__Exercises__.
1 > Why does the Pinker passage suggest that Pinker's confidence that religion will die out may be premature?
2 > Reproduce word for word the stretch of the Pinker passage from "American women have" through "in prophesying doom.".

So is democracy. Two centuries ago only a handful of the world’s countries were democratic. Now, two thirds are, and as a result discrimination against minorities, women and gays is steadily declining. The world is about 100 times wealthier than it was two centuries ago, and Pinker produces graphs to show that prosperity is becoming more evenly spread across most developing, as well as developed, countries.
He does not ignore the downside: 10% of the world’s population still lives in extreme poverty, and humanity faces two colossal challenges, climate change and the possibility of nuclear war, that could lead to its extinction. Nevertheless he remains hopeful, and believes that we must put our trust in reason and science.
These, together with the abandonment of religion and other kinds of superstition, were, as he sees it, the guiding principles behind the 18th-century Enlightenment, which first set us on the path to improvement. Science powered the industrial revolution, which allowed humanity to escape from poverty, and in the 20th century it produced the green revolution that fed the world using high-yield crop varieties and chemical fertilisers.
He believes that the spectre of a population explosion has now vanished. Global population increase will “probably” fall to zero by 2070, partly because better-educated women have fewer children, and science will go on inventing ways of upping food production. He concedes that climate change may cause a worldwide water shortage, but trusts that science will come up with carbon-free energy sources (hypothetical nuclear reactors that consume their own waste, for example), which will allow us to desalinate the oceans.
Meanwhile the Enlightenment perception that trade and commerce are less wasteful forms of international contact than warfare has at last filtered through to the world’s leaders, and Pinker is confident we shall not see any more world wars, though small local conflicts might persist for a time.
With so much to be cheerful about humanity has, in his view, shown scant gratitude for the improvements engineered on its behalf. Americans are particularly disappointing. Less than a third of Americans rate themselves “very happy”, and this proportion has not improved since 1947, though wealth has much increased.
American women have become unhappier, despite the benefits showered on them, and 40,000 Americans kill themselves every year. Pinker takes a stern view of such defeatism. “When it comes to happiness many people are underachievers,” he warns. He blames the media, which give more prominence to bad news than good, and academics, who delight in prophesying doom.
He recognises, of course, that some people find a life of mere material welfare empty, and mourn the deeper sense of purpose that religion gave. But he has no sympathy with these backsliders, and is disappointed that religion survives. Polls show that 59% of the world’s population (including 60% of Americans) still identify themselves as “religious”, with Muslims showing the largest percentage of “strongly religious” people (82%). Since he also estimates that the Muslim percentage of the world’s population will rise from 23.2% in 2010 to 29.7% by 2050, his confidence that religion will die out may be premature.
An oddity of his thought is that he believes reason can replace religion. He recalls a lecture in which he set forth his materialistic world-view, and afterwards a student put up her hand and asked: “Why should I live?” His reply was that her reason should tell her that she had a responsibility to provide for others what she expected for herself. It is not clear why reason should give her this dutiful message, rather than telling her that, since life is a battle, she should lie and cheat to make sure of winning it. That would be a perfectly rational response, whereas Pinker’s more pious version would need to come from her conscience, or whatever that is now called, rather than from her reason. It seems likely the benevolent humanism Pinker finds in the Enlightenment came from the same source, not science, which is amoral, nor from reason, which has no inbuilt moral component.

Labeled-object pointing entries:
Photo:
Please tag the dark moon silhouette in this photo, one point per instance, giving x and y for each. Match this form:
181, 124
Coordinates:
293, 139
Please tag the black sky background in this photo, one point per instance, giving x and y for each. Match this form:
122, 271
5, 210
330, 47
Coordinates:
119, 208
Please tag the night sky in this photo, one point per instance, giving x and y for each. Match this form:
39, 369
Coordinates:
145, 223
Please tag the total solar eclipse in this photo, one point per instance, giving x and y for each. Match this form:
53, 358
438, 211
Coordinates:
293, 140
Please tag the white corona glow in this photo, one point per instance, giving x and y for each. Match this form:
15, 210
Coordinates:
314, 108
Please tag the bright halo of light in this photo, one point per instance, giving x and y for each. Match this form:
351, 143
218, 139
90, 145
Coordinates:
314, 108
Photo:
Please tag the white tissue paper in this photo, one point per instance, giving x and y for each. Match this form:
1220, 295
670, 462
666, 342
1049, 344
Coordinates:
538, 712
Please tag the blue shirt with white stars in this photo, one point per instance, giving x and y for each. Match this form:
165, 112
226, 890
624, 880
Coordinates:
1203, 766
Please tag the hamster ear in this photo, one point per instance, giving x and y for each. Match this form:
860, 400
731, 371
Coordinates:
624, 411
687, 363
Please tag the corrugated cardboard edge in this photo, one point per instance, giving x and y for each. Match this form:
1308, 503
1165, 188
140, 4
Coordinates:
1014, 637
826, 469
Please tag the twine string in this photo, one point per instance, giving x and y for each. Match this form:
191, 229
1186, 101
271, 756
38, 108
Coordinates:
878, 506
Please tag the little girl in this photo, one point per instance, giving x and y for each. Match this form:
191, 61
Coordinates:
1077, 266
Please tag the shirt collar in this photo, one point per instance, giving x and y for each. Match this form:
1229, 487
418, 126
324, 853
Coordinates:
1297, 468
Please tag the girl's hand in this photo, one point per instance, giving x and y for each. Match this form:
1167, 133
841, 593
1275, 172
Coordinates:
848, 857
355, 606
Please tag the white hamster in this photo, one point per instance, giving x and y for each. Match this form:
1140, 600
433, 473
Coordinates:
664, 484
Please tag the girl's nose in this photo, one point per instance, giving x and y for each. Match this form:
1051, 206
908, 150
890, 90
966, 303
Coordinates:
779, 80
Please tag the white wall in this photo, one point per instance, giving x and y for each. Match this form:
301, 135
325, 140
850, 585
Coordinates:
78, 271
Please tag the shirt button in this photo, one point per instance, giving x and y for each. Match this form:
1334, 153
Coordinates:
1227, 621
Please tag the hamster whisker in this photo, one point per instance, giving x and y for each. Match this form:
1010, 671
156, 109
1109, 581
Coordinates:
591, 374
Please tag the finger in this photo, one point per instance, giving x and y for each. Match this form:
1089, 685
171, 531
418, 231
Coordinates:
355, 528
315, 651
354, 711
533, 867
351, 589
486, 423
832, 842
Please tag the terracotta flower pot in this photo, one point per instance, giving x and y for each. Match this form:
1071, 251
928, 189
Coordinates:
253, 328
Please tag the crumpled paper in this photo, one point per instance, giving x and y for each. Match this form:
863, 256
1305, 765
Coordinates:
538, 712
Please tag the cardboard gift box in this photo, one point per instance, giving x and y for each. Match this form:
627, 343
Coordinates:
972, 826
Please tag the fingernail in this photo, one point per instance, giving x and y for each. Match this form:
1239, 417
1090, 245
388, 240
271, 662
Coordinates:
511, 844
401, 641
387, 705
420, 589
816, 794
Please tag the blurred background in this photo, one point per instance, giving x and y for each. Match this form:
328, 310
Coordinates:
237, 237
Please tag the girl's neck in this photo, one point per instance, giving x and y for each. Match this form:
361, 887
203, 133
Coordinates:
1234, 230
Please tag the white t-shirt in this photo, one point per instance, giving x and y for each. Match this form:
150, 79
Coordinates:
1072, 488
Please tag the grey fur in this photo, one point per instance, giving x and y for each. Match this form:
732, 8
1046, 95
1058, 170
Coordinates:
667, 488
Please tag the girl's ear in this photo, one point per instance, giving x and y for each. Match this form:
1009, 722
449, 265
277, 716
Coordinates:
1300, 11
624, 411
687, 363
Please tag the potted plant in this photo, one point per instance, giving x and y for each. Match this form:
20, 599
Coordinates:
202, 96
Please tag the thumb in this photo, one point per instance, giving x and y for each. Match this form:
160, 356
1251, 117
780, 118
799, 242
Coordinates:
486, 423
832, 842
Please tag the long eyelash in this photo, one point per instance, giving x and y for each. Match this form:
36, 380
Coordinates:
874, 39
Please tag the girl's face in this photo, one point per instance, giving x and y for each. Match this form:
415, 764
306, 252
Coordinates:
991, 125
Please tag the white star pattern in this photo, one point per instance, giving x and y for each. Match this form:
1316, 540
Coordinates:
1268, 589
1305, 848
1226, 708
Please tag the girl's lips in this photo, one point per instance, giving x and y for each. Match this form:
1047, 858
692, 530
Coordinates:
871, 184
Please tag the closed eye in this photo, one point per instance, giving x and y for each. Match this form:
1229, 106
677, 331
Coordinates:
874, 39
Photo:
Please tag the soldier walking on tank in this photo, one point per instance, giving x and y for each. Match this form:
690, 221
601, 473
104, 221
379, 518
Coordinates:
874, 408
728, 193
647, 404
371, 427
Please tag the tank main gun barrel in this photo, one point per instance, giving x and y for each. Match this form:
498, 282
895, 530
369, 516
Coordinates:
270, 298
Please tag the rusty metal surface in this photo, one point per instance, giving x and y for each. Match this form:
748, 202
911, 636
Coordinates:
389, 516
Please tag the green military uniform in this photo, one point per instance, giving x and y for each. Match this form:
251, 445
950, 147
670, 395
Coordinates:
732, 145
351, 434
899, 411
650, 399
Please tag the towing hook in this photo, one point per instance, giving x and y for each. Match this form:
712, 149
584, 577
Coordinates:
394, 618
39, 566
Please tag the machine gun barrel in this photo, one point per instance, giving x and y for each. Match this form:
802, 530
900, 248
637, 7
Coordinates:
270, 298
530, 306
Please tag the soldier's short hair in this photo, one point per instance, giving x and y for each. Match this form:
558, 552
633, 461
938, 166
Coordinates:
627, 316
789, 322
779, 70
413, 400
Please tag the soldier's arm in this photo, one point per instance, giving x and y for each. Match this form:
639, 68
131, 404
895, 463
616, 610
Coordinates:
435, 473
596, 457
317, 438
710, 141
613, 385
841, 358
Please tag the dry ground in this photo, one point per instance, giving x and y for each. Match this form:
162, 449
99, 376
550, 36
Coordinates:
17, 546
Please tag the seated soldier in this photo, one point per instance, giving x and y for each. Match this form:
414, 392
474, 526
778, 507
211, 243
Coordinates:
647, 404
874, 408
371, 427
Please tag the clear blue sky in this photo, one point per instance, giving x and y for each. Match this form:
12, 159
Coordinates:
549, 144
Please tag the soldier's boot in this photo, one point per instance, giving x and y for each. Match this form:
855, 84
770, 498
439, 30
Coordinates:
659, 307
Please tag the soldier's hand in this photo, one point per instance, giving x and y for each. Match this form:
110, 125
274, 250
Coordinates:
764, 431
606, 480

__Full solutions__.
1 > Polls show that 59% of the world's population still call themselves religious, and Muslims have the largest share of "strongly religious" people (82%). Pinker himself estimates that the Muslim share of the world's population will rise from 23.2% in 2010 to 29.7% by 2050.

2 >
American women have become unhappier, despite the benefits showered on them, and 40,000 Americans kill themselves every year. Pinker takes a stern view of such defeatism. “When it comes to happiness many people are underachievers,” he warns. He blames the media, which give more prominence to bad news than good, and academics, who delight in prophesying doom.